## Task brief
Repeat what the lines below say, word for word, and skip every image.

## Records for this task
──────
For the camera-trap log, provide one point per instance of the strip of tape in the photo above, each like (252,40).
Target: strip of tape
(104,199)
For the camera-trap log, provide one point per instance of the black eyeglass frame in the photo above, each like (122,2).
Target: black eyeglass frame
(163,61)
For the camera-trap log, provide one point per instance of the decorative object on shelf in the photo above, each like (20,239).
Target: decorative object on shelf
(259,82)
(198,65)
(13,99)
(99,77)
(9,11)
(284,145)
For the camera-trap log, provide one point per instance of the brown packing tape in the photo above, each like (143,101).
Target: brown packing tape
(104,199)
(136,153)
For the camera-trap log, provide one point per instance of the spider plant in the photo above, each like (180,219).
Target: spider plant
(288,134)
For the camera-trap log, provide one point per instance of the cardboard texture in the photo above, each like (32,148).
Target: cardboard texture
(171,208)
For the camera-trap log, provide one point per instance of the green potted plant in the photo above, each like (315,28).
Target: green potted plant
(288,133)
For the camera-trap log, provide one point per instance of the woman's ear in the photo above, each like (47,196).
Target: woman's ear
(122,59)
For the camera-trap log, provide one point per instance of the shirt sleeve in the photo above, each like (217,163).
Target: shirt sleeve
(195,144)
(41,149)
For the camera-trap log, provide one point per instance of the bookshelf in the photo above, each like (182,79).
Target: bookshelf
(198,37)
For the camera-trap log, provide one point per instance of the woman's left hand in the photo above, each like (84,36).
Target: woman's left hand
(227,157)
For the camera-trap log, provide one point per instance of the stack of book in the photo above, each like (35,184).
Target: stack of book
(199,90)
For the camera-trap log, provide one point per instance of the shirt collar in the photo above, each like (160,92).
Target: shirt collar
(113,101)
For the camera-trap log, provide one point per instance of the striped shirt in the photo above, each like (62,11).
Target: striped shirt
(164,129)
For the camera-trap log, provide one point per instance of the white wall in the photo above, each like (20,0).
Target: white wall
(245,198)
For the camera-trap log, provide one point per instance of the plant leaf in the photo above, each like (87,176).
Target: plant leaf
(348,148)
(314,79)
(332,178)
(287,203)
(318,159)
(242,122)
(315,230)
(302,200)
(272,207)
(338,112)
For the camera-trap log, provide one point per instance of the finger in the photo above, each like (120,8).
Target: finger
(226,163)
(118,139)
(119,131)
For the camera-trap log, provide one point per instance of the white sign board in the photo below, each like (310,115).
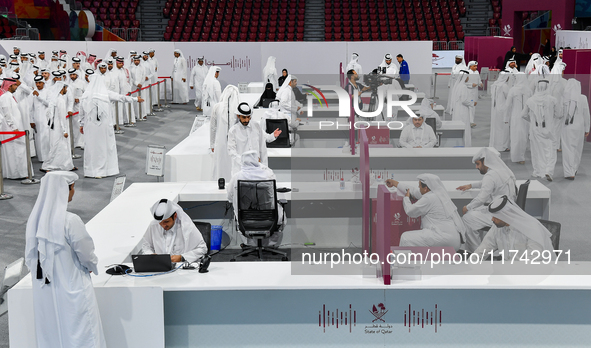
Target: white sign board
(155,160)
(574,39)
(118,186)
(445,59)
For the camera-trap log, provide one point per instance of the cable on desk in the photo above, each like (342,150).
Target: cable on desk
(152,275)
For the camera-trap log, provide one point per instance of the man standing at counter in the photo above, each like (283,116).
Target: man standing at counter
(172,232)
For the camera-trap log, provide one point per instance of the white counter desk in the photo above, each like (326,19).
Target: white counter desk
(192,160)
(243,302)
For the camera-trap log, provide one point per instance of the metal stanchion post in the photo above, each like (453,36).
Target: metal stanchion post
(435,88)
(71,136)
(141,115)
(30,179)
(158,100)
(118,129)
(171,90)
(151,101)
(129,117)
(165,96)
(3,195)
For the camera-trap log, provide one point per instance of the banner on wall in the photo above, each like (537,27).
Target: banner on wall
(445,59)
(574,39)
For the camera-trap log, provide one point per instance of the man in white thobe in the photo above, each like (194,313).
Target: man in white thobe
(154,63)
(557,86)
(198,75)
(212,90)
(515,231)
(270,73)
(475,83)
(441,225)
(59,252)
(223,117)
(75,90)
(453,78)
(14,153)
(354,64)
(173,232)
(138,80)
(246,136)
(252,169)
(463,104)
(274,112)
(150,79)
(180,91)
(60,153)
(575,129)
(541,110)
(38,112)
(499,128)
(100,151)
(417,135)
(498,180)
(518,127)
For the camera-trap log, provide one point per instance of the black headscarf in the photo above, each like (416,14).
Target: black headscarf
(282,78)
(268,93)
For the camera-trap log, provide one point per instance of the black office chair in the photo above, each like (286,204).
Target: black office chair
(283,138)
(433,123)
(554,228)
(522,195)
(258,216)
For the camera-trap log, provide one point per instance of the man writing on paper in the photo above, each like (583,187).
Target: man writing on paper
(498,180)
(417,135)
(172,232)
(514,229)
(440,222)
(246,136)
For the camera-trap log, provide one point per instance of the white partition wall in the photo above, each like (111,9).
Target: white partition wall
(244,61)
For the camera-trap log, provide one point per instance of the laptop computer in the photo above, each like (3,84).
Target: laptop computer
(151,263)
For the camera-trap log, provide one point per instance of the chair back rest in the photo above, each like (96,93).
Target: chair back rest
(257,206)
(522,195)
(283,138)
(554,228)
(431,122)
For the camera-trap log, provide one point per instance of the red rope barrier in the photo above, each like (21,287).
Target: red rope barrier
(18,135)
(76,113)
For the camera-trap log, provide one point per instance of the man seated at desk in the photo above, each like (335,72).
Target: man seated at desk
(514,229)
(173,232)
(252,169)
(441,224)
(498,180)
(417,135)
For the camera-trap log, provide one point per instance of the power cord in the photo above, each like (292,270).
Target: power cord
(152,275)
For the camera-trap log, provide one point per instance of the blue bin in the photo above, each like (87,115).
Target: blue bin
(216,237)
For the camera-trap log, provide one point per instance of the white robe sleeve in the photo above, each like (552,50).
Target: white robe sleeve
(121,98)
(405,137)
(431,139)
(487,186)
(232,146)
(81,242)
(420,208)
(488,243)
(263,146)
(213,126)
(195,245)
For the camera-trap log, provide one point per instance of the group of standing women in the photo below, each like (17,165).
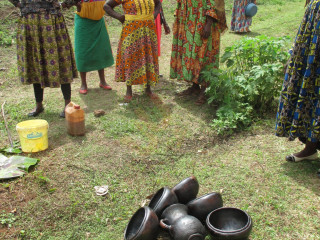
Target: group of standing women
(45,53)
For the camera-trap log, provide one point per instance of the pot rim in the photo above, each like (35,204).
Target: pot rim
(211,227)
(146,211)
(194,200)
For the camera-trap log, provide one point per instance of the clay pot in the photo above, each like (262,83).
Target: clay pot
(174,212)
(186,190)
(185,228)
(229,223)
(162,199)
(143,225)
(202,206)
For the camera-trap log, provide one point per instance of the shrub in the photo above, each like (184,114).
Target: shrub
──────
## Task solution
For the camera-trap log, provide one point per instance of the strip of tape in the photo above, each like (252,40).
Target: strip of tape
(104,199)
For the camera-trap log, provide one point per instance of the black eyeglass frame in the photo above, each like (122,2).
Target: black eyeglass frame
(163,61)
For the camera-trap log, provide one point per instance of the decorative object on shelf in the photo above, each like (20,239).
Target: decorative object on shelf
(259,82)
(198,65)
(13,99)
(99,77)
(9,11)
(284,145)
For the camera-trap log, provide one point per instance of the brown packing tape in the photo above, each like (143,101).
Target: brown packing tape
(104,199)
(136,153)
For the camera-trap log, provide one point per instance of the spider plant in the photo above, each like (180,219).
Target: spider plant
(288,134)
For the camera-trap log, provide one point per instance of the cardboard texture in the photo above, each like (32,148).
Target: cardboard texture
(171,208)
For the camera-trap log, provide one point per instance of the green potted plant in the photo above, each like (315,28).
Target: green potted plant
(288,133)
For the camera-trap log, provide one point per instance of the woman's ear in the photo above, each like (47,196).
Target: woman's ear
(122,59)
For the camera-trap log, provide one point per instance of the shirt sleeve in the photo above, each like (217,163).
Target: shirt sleeve
(195,144)
(41,149)
For the camera-trap log, provide one point per instance of the bookshelf in the photo above, each like (182,79).
Target: bookshelf
(198,37)
For the camera-trap log, provide one point per instance of the woman's left hand in the photo above, each like (84,36).
Target: woman's left hand
(227,157)
For the camera-trap log, provide one point per instance of the stack of book in the photo above, each like (35,184).
Target: stack of book
(199,90)
For the camera-trap log, provide one point per instance of the shirt collar in the photo above, each like (160,92).
Target: shirt collar
(113,101)
For the camera-trap log, provide one point per instance of the striped shirt in the photo above, each like (62,11).
Target: striped shirt
(164,129)
For the camera-trap log, provide one point per instance of the white wall in the photo above, each like (20,0).
Target: white wall
(245,198)
For the camera-trap log, provide one point per instance of the plant leaf in the photo above, each like (87,176).
Target: plant leaf
(348,148)
(314,79)
(332,178)
(287,203)
(318,159)
(242,122)
(315,230)
(302,200)
(272,207)
(338,112)
For the camera-trap log, provide one point per instance of the finger in the photo above, each like (120,8).
Target: finger
(226,163)
(118,139)
(119,131)
For the camera-trap log, provide one point per instance of the white sign board in the photo below, each like (310,115).
Target: white sign board
(155,160)
(574,39)
(118,186)
(445,59)
For the camera-trap log, provide one point per instance of the cable on desk in the photo above, each like (342,150).
Target: cable on desk
(152,275)
For the camera-trap log, provide one point per instance of the man standing at counter in the photo above, each like (283,116).
Target: man standing at counter
(172,232)
For the camera-trap log, provide one point per instance of the white counter desk in the photo above, each like (326,19).
Target: white counter desk
(192,160)
(243,302)
For the camera-trap log, provide one point per instance of the metal stanchion post in the photo above, each like (453,36).
Target: metal stanchion post
(435,88)
(71,136)
(141,115)
(30,179)
(158,100)
(118,129)
(171,90)
(151,101)
(129,117)
(165,96)
(3,195)
For the camera-trap log, provide one point per instance of the banner on wall in the photo above, each like (537,27).
Target: banner on wall
(445,59)
(574,39)
For the camera-trap log, provide one point per instance of the man in white thobe in the photo above, each like (194,313).
Target: man in white thobe
(154,63)
(557,86)
(198,75)
(212,90)
(515,231)
(270,73)
(475,83)
(441,225)
(59,252)
(223,117)
(75,90)
(453,78)
(14,153)
(354,64)
(173,232)
(138,80)
(246,136)
(252,169)
(463,104)
(274,112)
(150,79)
(180,91)
(60,153)
(575,129)
(541,110)
(38,112)
(499,128)
(100,151)
(417,135)
(498,180)
(518,127)
For the camera-trap log, provide one point per instance of the black headscarf in the photo above, each like (416,14).
Target: black headscarf
(282,78)
(268,93)
For the camera-trap log, provide one point per instance of the black office chair in the photo above, each like (286,204).
Target: black office chair
(283,138)
(433,123)
(554,228)
(522,195)
(258,216)
For the camera-trap log, provide one point per instance of the man writing on paper in the photo above, each like (583,187).
Target: man writing on paper
(498,180)
(417,135)
(172,232)
(514,229)
(440,222)
(246,136)
For the camera-trap log, provide one point per instance of the white partition wall in the photo above, each like (111,9).
Target: white partition wall
(244,61)
For the camera-trap log, provide one point per instance of the laptop computer in the photo above, each like (3,84).
Target: laptop computer
(151,263)
For the camera-trap log, provide one point per instance of the chair back rest in the photo above, each like (96,93).
Target: chair back rest
(257,206)
(522,195)
(283,138)
(554,228)
(431,122)
For the camera-trap log, provide one point per instance of the red rope barrier in the photo above, each like (21,287).
Target: red rope barrier
(18,135)
(76,113)
For the camera-trap log, provide one point per instance of the man seated at desk in the photo above, each like (335,72).
Target: man seated at desk
(514,229)
(173,232)
(252,169)
(441,224)
(498,180)
(417,135)
For the camera-trap log, provide one point per instance of the power cord in the photo above, each like (292,270).
Target: power cord
(152,275)
For the camera-trap log, provide one point per instance of the blue bin in the photo above, each like (87,115).
Target: blue bin
(216,237)
For the camera-trap log, provide one point per instance of the white robe sleeve in the photo above, each like (552,50).
Target: white robe sleeve
(121,98)
(405,137)
(431,139)
(487,186)
(232,146)
(81,242)
(420,208)
(488,243)
(263,146)
(213,126)
(195,245)
For the camera-trap log, provide one point per instance of the group of standing women in the photo below, each like (17,165).
Target: group of standing women
(45,53)
For the camera-trap log, provide one point per instance of the pot rim in the photo above, each like (35,204).
Target: pot rim
(211,227)
(146,211)
(194,200)
For the camera-trap log, provide one point per instance of the clay pot in the photo above, each like (262,83).
Target: clay pot
(174,212)
(186,190)
(185,228)
(229,223)
(162,199)
(143,225)
(202,206)
For the camera-trap log, provide one point per instance of the shrub in the photo above, each like (184,114).
Target: shrub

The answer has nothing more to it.